> _EXCERPTED DATA_:
-------

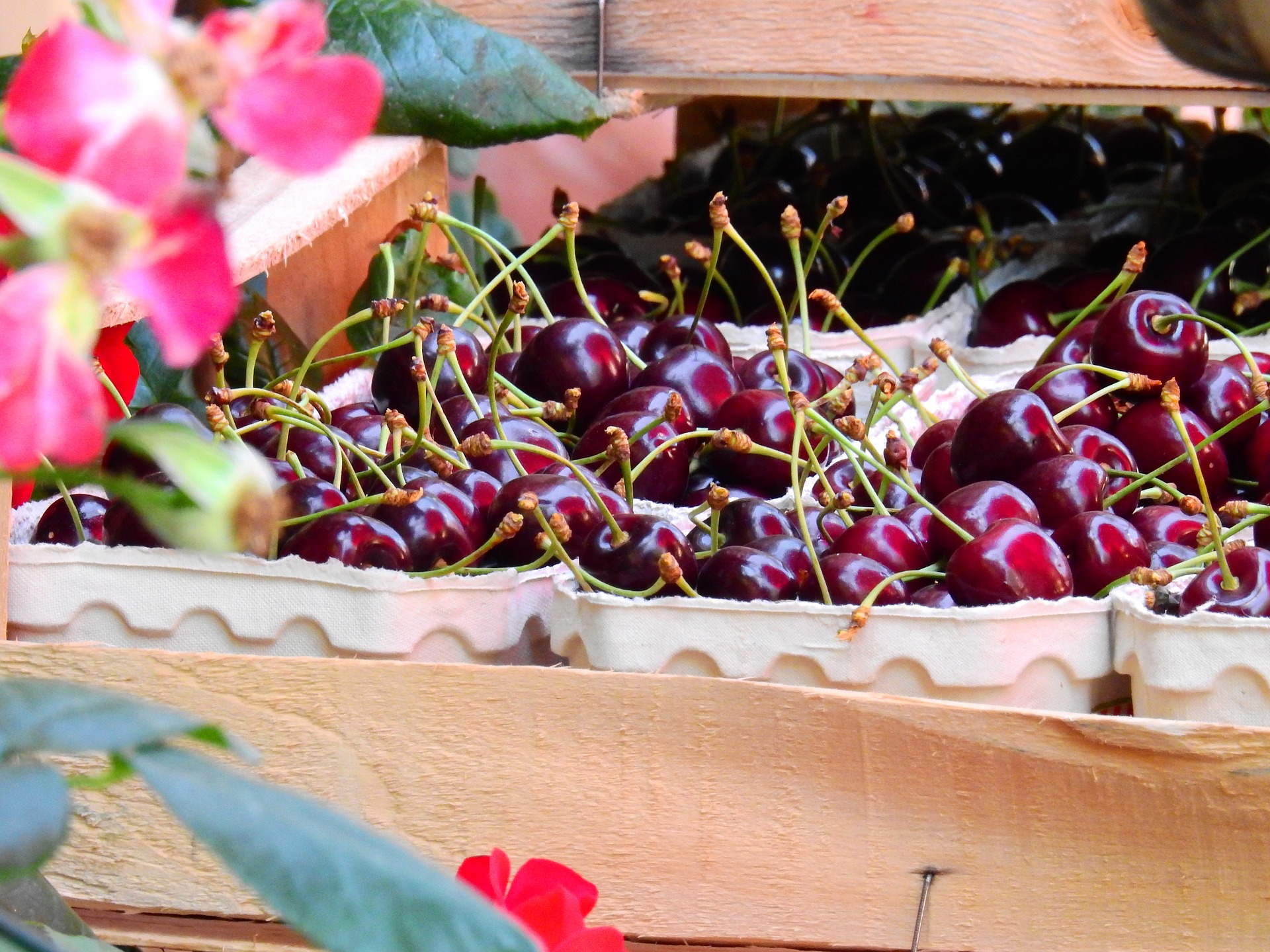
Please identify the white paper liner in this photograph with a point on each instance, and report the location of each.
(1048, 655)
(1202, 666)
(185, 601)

-------

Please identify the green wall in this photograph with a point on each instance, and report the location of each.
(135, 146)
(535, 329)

-------

> _EXERCISE AIM_: Please pull out every line above that contains the word "photograph" and copy each one in full.

> _RESULT OF THE TASK_:
Please identify the white paper liner in this photograph with a point on each instance, and report the location of each.
Please identify the green wall in this photograph with a point on each instance, and report the location of each.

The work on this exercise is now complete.